Report each of the lines below that holds the string "crane". Case counts.

▶ Supplied records:
++++++

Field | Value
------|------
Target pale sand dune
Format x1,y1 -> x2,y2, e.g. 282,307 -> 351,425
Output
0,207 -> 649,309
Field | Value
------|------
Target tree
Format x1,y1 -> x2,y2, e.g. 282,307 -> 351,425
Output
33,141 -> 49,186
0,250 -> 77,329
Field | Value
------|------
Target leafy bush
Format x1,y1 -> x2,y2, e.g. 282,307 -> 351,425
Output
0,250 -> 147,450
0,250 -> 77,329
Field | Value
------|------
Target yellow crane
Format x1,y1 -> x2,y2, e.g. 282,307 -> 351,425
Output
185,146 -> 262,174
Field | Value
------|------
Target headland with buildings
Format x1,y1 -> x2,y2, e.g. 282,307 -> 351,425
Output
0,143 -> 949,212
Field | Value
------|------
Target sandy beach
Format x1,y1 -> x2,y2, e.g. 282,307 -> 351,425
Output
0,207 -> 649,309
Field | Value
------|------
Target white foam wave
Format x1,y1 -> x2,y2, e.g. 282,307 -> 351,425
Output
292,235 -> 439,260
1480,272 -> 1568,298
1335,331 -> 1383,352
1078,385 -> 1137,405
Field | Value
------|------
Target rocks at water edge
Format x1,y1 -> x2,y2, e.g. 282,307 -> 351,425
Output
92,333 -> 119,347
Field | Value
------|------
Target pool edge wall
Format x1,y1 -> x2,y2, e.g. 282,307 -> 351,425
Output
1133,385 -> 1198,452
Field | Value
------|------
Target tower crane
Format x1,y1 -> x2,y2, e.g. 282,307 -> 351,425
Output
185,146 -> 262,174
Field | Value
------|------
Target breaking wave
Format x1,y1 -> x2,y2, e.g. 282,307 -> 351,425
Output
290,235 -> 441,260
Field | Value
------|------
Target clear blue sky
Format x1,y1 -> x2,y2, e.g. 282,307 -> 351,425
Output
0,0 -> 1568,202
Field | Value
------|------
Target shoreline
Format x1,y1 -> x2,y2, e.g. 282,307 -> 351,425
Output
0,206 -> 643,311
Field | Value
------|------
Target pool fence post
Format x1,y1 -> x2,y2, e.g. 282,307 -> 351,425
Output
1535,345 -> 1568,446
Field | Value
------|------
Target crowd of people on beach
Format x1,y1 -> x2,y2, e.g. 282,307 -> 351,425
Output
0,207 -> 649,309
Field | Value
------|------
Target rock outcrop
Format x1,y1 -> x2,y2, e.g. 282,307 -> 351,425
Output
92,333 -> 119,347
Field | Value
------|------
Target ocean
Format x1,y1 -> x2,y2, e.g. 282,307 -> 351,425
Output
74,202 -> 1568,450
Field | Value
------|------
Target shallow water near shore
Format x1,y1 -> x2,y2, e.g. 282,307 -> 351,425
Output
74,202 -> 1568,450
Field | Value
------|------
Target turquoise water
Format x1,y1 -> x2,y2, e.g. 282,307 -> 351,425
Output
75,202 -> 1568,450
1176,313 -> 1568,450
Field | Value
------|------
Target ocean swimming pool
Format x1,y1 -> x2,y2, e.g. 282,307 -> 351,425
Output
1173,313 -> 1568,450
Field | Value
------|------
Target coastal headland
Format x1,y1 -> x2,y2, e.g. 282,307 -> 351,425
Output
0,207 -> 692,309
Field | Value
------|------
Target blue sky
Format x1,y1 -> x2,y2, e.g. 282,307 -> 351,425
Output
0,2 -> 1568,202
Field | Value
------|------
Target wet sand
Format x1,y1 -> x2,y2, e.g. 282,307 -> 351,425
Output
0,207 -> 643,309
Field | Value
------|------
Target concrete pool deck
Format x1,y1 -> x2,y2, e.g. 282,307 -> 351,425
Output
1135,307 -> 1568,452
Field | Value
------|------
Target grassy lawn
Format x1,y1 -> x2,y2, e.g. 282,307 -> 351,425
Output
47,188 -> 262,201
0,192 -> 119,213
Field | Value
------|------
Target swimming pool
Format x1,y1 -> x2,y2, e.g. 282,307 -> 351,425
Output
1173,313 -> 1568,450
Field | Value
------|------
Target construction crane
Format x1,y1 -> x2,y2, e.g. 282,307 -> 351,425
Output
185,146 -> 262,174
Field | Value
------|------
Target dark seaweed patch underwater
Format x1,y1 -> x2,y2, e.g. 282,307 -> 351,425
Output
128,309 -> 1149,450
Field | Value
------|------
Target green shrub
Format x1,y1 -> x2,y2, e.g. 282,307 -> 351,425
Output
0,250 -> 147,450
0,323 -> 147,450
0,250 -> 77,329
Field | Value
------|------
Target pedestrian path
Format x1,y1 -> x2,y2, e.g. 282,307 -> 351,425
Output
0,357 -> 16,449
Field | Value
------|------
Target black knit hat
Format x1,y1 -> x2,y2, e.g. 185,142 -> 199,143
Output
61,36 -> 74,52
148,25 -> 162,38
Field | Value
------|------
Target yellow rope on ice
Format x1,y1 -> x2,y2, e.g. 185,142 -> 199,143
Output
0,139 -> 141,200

++++++

▶ Answer in full:
Target yellow crane
Target tower crane
Target construction crane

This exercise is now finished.